**The task**. Find each line below that contains the word "every", matching case exactly, and copy those lines.

(Labeled contour entries)
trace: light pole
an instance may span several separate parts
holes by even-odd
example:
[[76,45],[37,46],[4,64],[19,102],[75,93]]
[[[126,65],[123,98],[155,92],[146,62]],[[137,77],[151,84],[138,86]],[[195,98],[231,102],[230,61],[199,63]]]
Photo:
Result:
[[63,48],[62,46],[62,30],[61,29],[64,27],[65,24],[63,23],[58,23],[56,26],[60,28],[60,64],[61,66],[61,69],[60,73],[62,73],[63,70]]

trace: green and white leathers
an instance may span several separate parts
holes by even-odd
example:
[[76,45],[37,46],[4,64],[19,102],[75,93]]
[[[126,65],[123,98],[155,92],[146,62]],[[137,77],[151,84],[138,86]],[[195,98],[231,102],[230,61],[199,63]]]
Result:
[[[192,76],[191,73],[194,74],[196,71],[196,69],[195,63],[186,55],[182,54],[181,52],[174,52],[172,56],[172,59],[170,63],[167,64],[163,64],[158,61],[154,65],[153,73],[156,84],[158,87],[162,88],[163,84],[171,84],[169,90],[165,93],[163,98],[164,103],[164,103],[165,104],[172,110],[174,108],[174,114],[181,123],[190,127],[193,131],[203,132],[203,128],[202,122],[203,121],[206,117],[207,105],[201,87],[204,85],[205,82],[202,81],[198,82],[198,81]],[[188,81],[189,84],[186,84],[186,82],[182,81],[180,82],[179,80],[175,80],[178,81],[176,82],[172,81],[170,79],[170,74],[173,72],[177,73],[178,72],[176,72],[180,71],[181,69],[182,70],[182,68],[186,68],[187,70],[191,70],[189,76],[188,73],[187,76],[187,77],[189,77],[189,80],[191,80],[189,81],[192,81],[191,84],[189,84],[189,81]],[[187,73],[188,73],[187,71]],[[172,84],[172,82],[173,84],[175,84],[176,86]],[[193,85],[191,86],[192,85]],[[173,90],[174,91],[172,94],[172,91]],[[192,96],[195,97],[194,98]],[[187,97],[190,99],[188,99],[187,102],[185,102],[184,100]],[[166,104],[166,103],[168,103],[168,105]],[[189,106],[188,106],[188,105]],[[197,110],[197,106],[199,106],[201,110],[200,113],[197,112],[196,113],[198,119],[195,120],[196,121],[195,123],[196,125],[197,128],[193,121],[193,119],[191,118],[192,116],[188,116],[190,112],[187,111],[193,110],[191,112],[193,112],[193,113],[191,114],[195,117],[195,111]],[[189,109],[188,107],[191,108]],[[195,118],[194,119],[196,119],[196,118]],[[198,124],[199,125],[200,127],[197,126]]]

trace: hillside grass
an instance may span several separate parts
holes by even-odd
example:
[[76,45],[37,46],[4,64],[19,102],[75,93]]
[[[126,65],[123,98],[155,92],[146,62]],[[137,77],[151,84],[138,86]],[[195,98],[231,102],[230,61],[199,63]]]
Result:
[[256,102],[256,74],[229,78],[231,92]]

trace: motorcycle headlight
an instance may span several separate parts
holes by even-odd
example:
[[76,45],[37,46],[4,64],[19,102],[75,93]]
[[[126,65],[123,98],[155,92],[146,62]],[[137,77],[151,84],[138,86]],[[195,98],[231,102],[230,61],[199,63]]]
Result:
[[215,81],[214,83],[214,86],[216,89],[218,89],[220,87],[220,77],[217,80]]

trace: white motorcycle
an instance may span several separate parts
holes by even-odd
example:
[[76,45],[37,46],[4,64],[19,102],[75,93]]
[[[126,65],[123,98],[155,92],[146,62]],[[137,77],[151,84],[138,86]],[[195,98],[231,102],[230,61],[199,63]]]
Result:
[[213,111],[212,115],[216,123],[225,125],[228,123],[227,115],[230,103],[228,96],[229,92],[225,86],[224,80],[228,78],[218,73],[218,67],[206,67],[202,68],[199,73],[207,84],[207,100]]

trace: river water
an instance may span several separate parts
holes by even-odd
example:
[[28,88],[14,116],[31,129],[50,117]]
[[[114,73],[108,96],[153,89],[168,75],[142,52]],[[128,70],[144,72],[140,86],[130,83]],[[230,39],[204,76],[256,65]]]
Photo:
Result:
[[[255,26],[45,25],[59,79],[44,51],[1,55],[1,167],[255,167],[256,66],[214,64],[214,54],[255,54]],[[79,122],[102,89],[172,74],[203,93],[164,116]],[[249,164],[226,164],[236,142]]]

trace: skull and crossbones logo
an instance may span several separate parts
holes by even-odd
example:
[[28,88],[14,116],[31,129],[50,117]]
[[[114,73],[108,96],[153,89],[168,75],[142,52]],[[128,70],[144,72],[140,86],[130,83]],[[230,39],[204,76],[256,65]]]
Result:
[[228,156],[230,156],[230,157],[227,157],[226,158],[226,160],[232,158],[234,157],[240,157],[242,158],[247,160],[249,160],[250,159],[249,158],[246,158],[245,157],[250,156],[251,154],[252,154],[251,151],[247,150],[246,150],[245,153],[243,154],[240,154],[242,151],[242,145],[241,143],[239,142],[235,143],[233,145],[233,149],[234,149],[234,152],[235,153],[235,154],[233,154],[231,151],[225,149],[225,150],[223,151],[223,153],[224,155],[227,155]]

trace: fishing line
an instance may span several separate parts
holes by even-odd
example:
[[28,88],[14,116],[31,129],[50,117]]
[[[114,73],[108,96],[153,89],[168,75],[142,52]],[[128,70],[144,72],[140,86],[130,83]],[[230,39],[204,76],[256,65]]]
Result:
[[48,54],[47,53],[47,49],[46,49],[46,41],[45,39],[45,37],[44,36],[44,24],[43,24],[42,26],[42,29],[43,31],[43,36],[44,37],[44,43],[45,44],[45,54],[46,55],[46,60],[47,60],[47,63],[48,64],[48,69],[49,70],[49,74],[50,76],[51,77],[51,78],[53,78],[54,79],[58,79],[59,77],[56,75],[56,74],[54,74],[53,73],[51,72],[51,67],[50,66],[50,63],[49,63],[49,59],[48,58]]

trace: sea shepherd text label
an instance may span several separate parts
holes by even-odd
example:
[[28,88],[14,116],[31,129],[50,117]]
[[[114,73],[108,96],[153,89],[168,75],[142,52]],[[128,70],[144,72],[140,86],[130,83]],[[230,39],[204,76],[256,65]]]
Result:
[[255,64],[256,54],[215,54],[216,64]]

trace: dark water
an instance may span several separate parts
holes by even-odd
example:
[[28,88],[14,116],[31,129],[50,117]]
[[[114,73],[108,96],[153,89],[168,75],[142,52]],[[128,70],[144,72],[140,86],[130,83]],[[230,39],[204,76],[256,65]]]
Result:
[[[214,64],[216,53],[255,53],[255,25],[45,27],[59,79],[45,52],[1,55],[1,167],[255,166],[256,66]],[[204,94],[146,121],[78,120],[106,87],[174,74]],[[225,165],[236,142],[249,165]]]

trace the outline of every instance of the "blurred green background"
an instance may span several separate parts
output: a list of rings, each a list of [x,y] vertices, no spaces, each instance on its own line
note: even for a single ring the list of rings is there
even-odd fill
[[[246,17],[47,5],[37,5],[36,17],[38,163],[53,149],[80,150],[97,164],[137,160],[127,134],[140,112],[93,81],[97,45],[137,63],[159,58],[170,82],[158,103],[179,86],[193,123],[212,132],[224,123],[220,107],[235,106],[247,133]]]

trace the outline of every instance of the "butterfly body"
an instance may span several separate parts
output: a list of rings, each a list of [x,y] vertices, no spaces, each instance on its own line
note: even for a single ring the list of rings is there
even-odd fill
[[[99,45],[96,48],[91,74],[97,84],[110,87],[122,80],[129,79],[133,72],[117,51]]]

--

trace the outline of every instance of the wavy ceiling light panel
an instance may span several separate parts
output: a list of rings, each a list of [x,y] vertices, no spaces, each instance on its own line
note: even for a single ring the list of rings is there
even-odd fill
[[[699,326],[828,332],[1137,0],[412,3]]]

**Exercise solution**.
trace the outline of every instance of the "blurred green background"
trace the outline of every instance of the "butterfly body"
trace the outline of every instance of the wavy ceiling light panel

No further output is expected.